TEXT PASSAGE:
Segment Open
I have always loved this story because it has gorgeous illustrations and the story is just so wonderful—almost like Cinderella. Recently, I found out this is a retelling of a classic Italian fairytale!
Stone Soup: An Old Tale | Told and pictured by Marcia Brown
This is among the few known retellings of a story about a town coming together to make soup out of a stone. This is the French version of Stone Soup, where three hungry soldiers enter a town for food. Seeing that the townspeople are stingy, they come up with a successful plan to outwit them. The soldiers convince the town that they will make a wonderful soup out of a stone. Of course, all of the townspeople must contribute: some add meat, others a carrot or two. And so it goes, until everyone leaves the feast satisfied, with all bellies full.
This is a fun version of the priceless and classic story. For me, the tale is a reminder of what we can do together when we cooperate and share resources.
Steven McGuirl, Head of Acquisitions
I just finished Scoundrels & Spitballers: Writers and Hollywood in the 1930s, by Philippe Garnier, and for those interested in exploring the darker corners of American filmmaking history, I can't recommend it enough. Through an extensive series of interviews and deep dives into archives, Garnier has fashioned a very entertaining 'crazy quilt' of fact-packed profiles and anecdotes that provide fascinating insight into not only how Hollywood used and exploited writers in the 1930s, but just as importantly, how writers used and exploited Hollywood. Don't look for oft-repeated stories about Faulkner and Fitzgerald's "time in the sun." In Garnier's book, the marquee names are Nathanael West and James M. Cain, followed by Horace McCoy, Edward Anderson, Buzz Bezzerides, as well as a host of largely forgotten "tramp newspapermen," pulp and proletarian writers, bookstore workers, and drifters, drunkards and jailbirds that figure just as prominently. Some of the "informants" are just as interesting as the figures under discussion, and in many ways, this book is about memory and how history is recorded.
Other books I enjoyed in 2020 include Born Losers, Barbara Skelton's 1965 collection of New York City stories. Known more as a subject of gossip in the London literary world, Skelton was also a funny and sharp writer. It is not hard to imagine her rediscovery by fans of Elaine Dundy, Eve Babitz, or Nell Dunn. Frank Norris' McTeague, although sometimes clumsy (and occasionally offensive), was surprisingly difficult to put down, or to shake once finished. A Shelter for Bells, a collection by Austrian writer Hans Jürgen von der Wense—"... folklorist, wanderer, aphorist, poet, and mystagogue of the landscape"—beautifully sequenced and translated from 30,000 pages of Wense's writing, was a needed and cherished companion as the world seemed less and less familiar. You Talkin' To Me?: The Unruly History of New York English, by E.J. White (ebook also available), was a fun and fascinating look at the historical sociolinguistics of New York English. Finally, and perhaps most enjoyable of all, was revisiting John McPhee's The Pine Barrens about 25 years after I first read it. When it comes to perfectly pitched sentences, the accretion of carefully chosen details, it is hard to beat McPhee's skill at painting a mulit-faceted portrait of a place.
Segment Closed
EXERCISE OBJECTIVE: In the book recommendations, who wrote Scoundrels & Spitballers: Writers and Hollywood in the 1930s?

INFORMATION SUPPLIED:
Segment Open
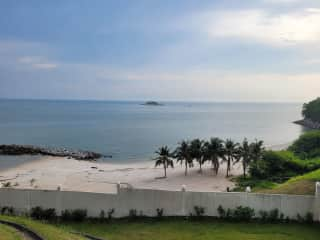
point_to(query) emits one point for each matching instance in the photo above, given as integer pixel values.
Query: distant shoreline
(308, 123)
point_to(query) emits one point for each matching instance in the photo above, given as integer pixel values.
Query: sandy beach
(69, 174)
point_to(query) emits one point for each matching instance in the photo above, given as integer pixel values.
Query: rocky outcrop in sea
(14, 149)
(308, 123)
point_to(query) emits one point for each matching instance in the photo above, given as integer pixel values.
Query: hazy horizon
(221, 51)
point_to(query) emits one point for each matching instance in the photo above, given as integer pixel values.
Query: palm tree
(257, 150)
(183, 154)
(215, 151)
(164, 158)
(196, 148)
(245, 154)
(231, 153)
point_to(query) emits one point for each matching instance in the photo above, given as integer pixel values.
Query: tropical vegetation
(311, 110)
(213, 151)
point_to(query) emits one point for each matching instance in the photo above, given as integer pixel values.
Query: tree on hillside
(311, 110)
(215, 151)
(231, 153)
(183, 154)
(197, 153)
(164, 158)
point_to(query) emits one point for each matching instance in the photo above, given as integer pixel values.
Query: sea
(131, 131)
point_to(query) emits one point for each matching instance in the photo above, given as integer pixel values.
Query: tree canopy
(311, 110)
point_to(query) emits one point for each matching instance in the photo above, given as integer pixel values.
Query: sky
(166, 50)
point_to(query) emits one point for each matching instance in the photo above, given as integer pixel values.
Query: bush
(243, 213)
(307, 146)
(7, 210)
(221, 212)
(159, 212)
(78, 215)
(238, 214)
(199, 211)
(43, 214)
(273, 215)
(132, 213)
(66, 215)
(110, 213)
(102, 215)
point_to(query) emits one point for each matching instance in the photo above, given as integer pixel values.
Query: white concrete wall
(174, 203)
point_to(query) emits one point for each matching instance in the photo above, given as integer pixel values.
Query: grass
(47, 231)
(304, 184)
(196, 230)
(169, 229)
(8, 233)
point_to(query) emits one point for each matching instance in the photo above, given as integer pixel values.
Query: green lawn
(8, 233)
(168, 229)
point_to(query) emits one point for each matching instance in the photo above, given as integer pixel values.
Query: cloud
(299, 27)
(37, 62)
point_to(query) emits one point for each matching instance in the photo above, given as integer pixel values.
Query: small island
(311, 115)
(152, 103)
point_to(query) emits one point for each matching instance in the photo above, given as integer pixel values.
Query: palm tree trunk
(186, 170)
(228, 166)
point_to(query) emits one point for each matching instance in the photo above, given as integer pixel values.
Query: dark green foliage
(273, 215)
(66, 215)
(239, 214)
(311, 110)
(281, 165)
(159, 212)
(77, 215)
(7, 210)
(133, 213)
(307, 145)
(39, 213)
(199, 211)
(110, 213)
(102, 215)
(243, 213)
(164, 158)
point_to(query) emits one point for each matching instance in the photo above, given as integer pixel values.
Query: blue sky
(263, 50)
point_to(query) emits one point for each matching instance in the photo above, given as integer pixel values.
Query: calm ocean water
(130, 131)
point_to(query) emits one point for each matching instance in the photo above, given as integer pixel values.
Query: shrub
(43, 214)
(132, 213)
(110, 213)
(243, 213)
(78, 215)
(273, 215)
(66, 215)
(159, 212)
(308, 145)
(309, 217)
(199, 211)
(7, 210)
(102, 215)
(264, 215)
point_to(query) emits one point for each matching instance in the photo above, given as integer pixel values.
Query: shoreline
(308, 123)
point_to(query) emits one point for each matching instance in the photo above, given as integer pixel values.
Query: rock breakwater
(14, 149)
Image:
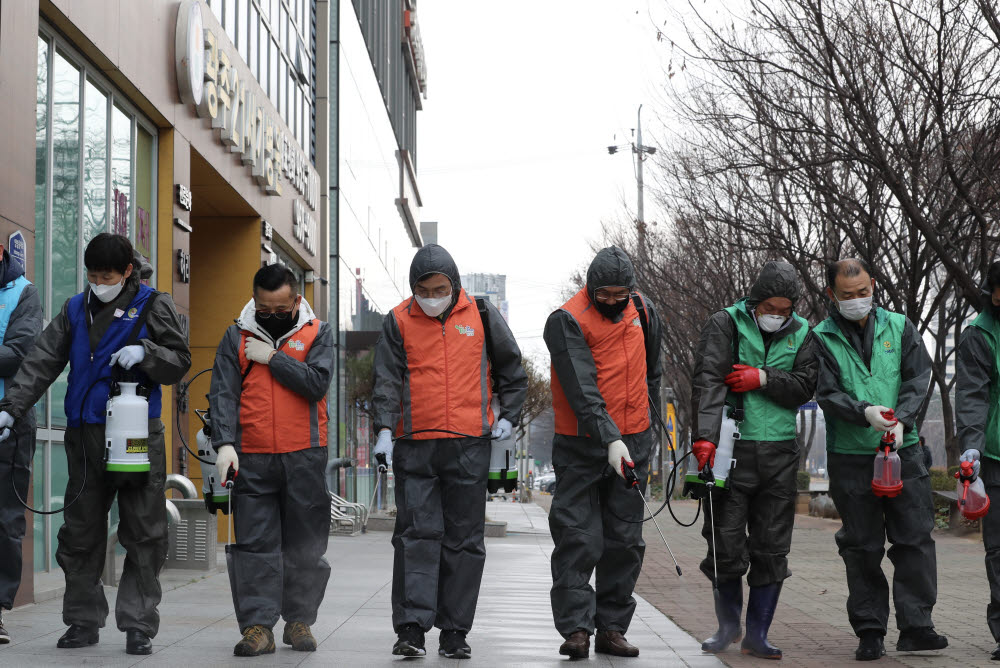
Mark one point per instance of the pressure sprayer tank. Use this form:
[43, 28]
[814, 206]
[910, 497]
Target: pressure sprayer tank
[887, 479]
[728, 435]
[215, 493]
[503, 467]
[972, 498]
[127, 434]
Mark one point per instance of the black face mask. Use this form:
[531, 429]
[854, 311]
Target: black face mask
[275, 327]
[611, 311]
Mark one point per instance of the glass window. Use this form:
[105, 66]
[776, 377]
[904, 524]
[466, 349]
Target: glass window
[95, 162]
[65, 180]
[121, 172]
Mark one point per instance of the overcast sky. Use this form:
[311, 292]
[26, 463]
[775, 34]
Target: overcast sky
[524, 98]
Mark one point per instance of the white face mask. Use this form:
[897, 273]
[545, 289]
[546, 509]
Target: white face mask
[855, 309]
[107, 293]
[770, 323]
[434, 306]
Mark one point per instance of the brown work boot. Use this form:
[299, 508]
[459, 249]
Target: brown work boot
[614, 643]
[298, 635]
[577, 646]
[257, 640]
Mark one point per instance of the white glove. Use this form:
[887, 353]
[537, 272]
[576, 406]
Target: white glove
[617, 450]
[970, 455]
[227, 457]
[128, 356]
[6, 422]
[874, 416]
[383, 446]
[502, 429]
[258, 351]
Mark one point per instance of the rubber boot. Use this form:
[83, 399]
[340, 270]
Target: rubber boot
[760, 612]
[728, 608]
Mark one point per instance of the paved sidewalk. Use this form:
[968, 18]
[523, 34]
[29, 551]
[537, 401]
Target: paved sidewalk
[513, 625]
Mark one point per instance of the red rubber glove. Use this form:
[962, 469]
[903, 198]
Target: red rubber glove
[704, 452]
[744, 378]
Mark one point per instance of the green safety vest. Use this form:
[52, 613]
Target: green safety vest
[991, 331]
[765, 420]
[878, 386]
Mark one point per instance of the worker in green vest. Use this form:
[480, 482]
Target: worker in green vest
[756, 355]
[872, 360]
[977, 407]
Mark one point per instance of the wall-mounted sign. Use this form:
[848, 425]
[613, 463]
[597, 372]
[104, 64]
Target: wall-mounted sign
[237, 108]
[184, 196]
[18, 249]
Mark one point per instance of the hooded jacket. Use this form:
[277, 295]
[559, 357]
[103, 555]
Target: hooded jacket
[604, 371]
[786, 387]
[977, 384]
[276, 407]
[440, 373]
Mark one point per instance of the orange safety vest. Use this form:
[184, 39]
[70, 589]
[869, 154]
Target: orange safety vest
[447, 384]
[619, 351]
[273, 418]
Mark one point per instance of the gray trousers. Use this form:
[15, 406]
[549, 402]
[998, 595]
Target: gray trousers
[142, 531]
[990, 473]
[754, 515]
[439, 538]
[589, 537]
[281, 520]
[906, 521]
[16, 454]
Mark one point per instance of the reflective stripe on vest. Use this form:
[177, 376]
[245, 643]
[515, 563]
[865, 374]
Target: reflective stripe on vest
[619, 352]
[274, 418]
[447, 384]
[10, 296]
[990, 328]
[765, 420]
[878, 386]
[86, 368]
Segment Closed
SOLUTION TO THIS EXERCISE: Philippe Garnier